YOUR GOAL:
Give back all of the data exactly.

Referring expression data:

——————

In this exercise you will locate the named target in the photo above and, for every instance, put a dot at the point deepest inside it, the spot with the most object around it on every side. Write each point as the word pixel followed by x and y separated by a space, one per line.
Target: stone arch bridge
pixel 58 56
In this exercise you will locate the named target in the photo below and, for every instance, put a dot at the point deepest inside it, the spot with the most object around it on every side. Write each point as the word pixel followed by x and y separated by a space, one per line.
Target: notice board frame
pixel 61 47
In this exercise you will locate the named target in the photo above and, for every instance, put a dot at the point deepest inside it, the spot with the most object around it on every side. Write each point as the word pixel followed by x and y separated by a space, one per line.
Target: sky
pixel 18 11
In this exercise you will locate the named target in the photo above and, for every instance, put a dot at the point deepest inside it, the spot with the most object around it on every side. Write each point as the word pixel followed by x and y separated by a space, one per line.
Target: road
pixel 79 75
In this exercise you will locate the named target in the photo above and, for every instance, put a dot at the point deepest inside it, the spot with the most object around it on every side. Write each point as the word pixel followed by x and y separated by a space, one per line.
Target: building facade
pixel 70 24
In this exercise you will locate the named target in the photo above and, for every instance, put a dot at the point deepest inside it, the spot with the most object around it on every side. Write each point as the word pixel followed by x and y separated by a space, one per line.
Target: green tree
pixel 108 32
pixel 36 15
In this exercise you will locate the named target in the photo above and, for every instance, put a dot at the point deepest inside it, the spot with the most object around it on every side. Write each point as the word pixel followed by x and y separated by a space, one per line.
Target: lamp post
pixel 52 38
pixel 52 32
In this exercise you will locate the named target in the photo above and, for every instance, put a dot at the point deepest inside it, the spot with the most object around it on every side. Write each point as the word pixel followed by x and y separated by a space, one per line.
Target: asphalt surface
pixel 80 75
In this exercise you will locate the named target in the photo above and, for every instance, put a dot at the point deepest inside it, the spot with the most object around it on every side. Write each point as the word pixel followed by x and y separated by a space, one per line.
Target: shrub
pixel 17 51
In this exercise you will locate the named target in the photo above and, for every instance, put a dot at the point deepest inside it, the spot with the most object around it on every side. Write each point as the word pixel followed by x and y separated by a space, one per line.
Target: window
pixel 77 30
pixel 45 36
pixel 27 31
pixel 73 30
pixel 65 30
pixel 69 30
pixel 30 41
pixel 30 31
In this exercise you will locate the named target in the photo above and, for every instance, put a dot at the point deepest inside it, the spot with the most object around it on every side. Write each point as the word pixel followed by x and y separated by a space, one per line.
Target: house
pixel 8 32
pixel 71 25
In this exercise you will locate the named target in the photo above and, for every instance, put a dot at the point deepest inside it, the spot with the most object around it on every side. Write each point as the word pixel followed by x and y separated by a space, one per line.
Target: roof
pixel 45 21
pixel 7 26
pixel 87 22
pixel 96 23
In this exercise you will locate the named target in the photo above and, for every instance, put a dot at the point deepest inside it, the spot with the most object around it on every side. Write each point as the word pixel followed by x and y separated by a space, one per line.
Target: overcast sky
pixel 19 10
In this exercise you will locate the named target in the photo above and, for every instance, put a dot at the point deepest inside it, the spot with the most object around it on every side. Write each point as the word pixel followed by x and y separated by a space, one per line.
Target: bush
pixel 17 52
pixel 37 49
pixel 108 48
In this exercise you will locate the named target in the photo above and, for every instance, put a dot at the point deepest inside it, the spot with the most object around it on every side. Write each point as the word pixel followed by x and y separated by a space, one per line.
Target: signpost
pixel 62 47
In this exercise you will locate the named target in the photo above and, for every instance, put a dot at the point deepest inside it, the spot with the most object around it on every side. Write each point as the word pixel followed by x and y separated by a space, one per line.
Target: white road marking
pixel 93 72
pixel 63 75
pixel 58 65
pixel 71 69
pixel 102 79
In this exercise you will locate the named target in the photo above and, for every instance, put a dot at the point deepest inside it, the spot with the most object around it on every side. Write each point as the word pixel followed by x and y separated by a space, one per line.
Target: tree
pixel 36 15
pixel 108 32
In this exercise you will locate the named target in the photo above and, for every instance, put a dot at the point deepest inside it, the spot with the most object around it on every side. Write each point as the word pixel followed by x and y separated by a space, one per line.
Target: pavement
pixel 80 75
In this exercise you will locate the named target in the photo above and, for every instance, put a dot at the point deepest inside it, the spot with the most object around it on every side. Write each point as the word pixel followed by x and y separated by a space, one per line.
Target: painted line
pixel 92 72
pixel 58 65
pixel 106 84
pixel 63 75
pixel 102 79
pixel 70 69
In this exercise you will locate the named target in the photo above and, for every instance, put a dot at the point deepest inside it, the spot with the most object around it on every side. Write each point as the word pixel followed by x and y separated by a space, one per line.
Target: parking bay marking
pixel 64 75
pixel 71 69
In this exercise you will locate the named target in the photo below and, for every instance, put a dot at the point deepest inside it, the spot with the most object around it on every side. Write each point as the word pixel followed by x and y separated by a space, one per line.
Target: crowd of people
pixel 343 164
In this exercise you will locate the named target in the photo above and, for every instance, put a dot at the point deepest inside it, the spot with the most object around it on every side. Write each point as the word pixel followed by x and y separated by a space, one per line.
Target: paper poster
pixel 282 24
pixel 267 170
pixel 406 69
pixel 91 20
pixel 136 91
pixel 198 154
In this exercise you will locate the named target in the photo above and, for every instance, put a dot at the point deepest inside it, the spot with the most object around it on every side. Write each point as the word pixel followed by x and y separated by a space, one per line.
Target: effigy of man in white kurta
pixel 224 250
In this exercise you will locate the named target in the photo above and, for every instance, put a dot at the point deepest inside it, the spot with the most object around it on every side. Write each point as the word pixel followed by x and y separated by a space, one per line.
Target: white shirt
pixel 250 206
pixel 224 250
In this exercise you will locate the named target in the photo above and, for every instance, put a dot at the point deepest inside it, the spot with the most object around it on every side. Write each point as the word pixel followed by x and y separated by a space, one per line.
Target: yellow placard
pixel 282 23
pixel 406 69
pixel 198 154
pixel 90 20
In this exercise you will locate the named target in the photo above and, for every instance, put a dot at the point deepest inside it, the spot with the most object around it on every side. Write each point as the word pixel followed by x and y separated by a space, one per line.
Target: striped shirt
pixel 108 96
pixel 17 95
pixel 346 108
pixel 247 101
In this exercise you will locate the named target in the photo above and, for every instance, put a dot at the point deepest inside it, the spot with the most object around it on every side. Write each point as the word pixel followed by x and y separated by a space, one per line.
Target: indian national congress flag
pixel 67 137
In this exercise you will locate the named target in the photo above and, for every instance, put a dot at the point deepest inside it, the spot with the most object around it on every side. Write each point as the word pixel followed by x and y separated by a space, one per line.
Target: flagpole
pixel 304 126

——————

FINISHED EXERCISE:
In this exercise you will locate the named target in the photo above and, for every instance, put a dot at the point deepest inside it, the spot with the most object around it on every side. Write each point as the word pixel followed by x and y separated by a space, one per line.
Target: stone arch bridge
pixel 58 56
In this exercise you will locate the named target in the photo below and, for every instance, put a dot at the point deepest inside it, the spot with the most object around it on every side. Write each point as the word pixel followed by x and y separated by a space, one per line.
Target: notice board frame
pixel 61 47
In this exercise you will locate the named target in the photo above and, for every instance, put a dot at the point deepest inside it, the spot with the most object around it on every side. Write each point as the word pixel followed by x and y separated by a space, one per line.
Target: sky
pixel 18 11
In this exercise you will locate the named target in the photo above and, for every instance, put a dot at the point deepest inside it, the spot with the most object around it on every side. Write each point as the word pixel followed by x and y separated by a space, one per line.
Target: road
pixel 79 75
In this exercise you will locate the named target in the photo above and, for every instance, put a dot at the point deepest inside it, the spot with the most object around it on every side. Write each point as the word pixel followed by x and y separated by a space, one per line.
Target: building facade
pixel 70 24
In this exercise you will locate the named target in the photo above and, for every instance, put a dot at the point deepest inside it, the spot with the most object around it on every side. Write each point as the word pixel followed by x and y separated by a space, one per line.
Target: green tree
pixel 108 32
pixel 36 15
In this exercise you will locate the named target in the photo above and, for every instance, put a dot at the point deepest inside it, the spot with the most object around it on every side. Write each point as the word pixel followed by x and y separated by a space, one per line.
Target: lamp post
pixel 52 38
pixel 52 32
In this exercise you will locate the named target in the photo above and, for every instance, put a dot at the point deepest inside it, the spot with the most object around it on every side. Write each point as the word pixel followed by x and y separated by a space, one per line.
Target: asphalt surface
pixel 80 75
In this exercise you will locate the named target in the photo above and, for every instance, put a dot at the point deepest inside it, the spot with the most object around it on every side. Write each point as the word pixel followed by x and y separated by a space, one per line.
Target: shrub
pixel 17 51
In this exercise you will locate the named target in the photo above and, for every instance, put a dot at the point deepest inside it, the spot with the most object around it on every side. Write each point as the word pixel followed by x and y separated by a space, one per line.
Target: window
pixel 77 30
pixel 45 36
pixel 27 31
pixel 73 30
pixel 65 30
pixel 69 30
pixel 30 41
pixel 30 31
In this exercise you will locate the named target in the photo above and, for every instance, put a dot at the point deepest inside it, the spot with the most object around it on every side. Write each point as the word pixel followed by x and y separated by a space, one per line.
Target: house
pixel 8 32
pixel 71 25
In this exercise you will locate the named target in the photo above and, for every instance, put a dot at the point deepest inside it, the spot with the most object around it on every side. Write each point as the word pixel followed by x and y separated by a space, one per line.
Target: roof
pixel 45 21
pixel 7 26
pixel 87 22
pixel 96 23
In this exercise you will locate the named target in the photo above and, for every instance, put a dot at the point deepest inside it, the spot with the most object around it on every side. Write each point as the word pixel followed by x and y separated by a space, one per line.
Target: overcast sky
pixel 19 10
In this exercise you will locate the named target in the photo above and, for every instance, put a dot at the point deepest inside it, the spot with the most object around it on every side. Write each point as the word pixel followed by x and y separated by a space, one per line.
Target: bush
pixel 17 52
pixel 37 49
pixel 108 48
In this exercise you will locate the named target in the photo above and, for every instance, put a dot at the point deepest inside it, the spot with the most object around it on every side. Write each point as the word pixel followed by x and y separated by a space, one per line.
Target: signpost
pixel 62 47
In this exercise you will locate the named target in the photo above and, for every instance, put a dot at the point deepest inside it, the spot with the most object around it on every side. Write each point as the word pixel followed by x and y separated by a space, one per line.
Target: white road marking
pixel 93 72
pixel 63 75
pixel 58 65
pixel 71 69
pixel 102 79
In this exercise you will locate the named target in the photo above and, for every instance, put a dot at the point deepest inside it, the spot with the most object around it on every side. Write each point as the word pixel followed by x and y separated by a space, one per line.
Target: tree
pixel 36 15
pixel 108 32
In this exercise you will locate the named target in the photo above and, for every instance, put a dot at the point deepest inside it, the spot with the most object around it on every side. Write each point as the word pixel followed by x and y separated by a space, one per line.
Target: pavement
pixel 80 75
In this exercise you will locate the named target in the photo above and, for every instance, put a dot at the point deepest inside it, the spot with the most object around it on every side. Write each point as the word pixel followed by x and y separated by a space, one per line.
Target: painted line
pixel 92 72
pixel 58 65
pixel 106 84
pixel 63 75
pixel 102 79
pixel 70 69
In this exercise you will locate the named target in the photo above and, for every instance, put a dot at the point deepest inside it, the spot with the most object around it on every side. Write each point as the word pixel followed by x and y separated by a space, one per line.
Target: parking bay marking
pixel 64 75
pixel 71 69
In this exercise you will locate the named target in the photo below and, for every instance, put a dot at the point deepest inside it, the spot with the most object around it on every side. Write each point as the word pixel followed by x and y separated by a space, one per line.
Target: crowd of people
pixel 343 164
In this exercise you will locate the named target in the photo above and, for every instance, put a dot at the point deepest inside it, the spot with the most object around it on every side. Write each point as the word pixel followed by x and y separated by a space, one per line.
Target: paper poster
pixel 282 24
pixel 267 170
pixel 406 69
pixel 91 20
pixel 136 91
pixel 198 154
In this exercise you will locate the named target in the photo above and, for every instance, put a dot at the point deepest inside it, the spot with the most object around it on every side. Write each point as the word pixel followed by x and y separated by a space, one per line.
Target: effigy of man in white kurta
pixel 224 250
In this exercise you will locate the named target in the photo above and, for every instance, put a dot at the point deepest inside it, the spot with the most object around it on every side. Write each point as the word pixel followed by x and y separated by a space, one per line.
Target: white shirt
pixel 250 206
pixel 224 250
In this exercise you will locate the named target in the photo above and, for every instance, put a dot at the point deepest inside it, the spot with the most object around it on every side. Write each point as the word pixel followed by x and y separated by a space, one per line.
Target: yellow placard
pixel 282 23
pixel 406 69
pixel 198 154
pixel 90 20
In this exercise you will locate the named target in the photo above and, for every instance, put a dot at the point deepest inside it, the spot with the most object around it on every side. Write each point as the word pixel followed by x and y separated by a space, one per line.
Target: striped shirt
pixel 108 96
pixel 17 95
pixel 346 108
pixel 247 101
In this exercise you will locate the named target in the photo above and, for every instance, put a dot at the point deepest inside it, the spot with the most object around it on every side. Write each point as the word pixel followed by x and y separated by a space, one per line.
Target: indian national congress flag
pixel 67 137
In this exercise you will locate the named target in the photo above and, for every instance, put a dot at the point deepest inside it, the spot with the most object around it on every side. Write each point as the word pixel followed by x and y separated by a space, one per line.
Target: flagpole
pixel 304 126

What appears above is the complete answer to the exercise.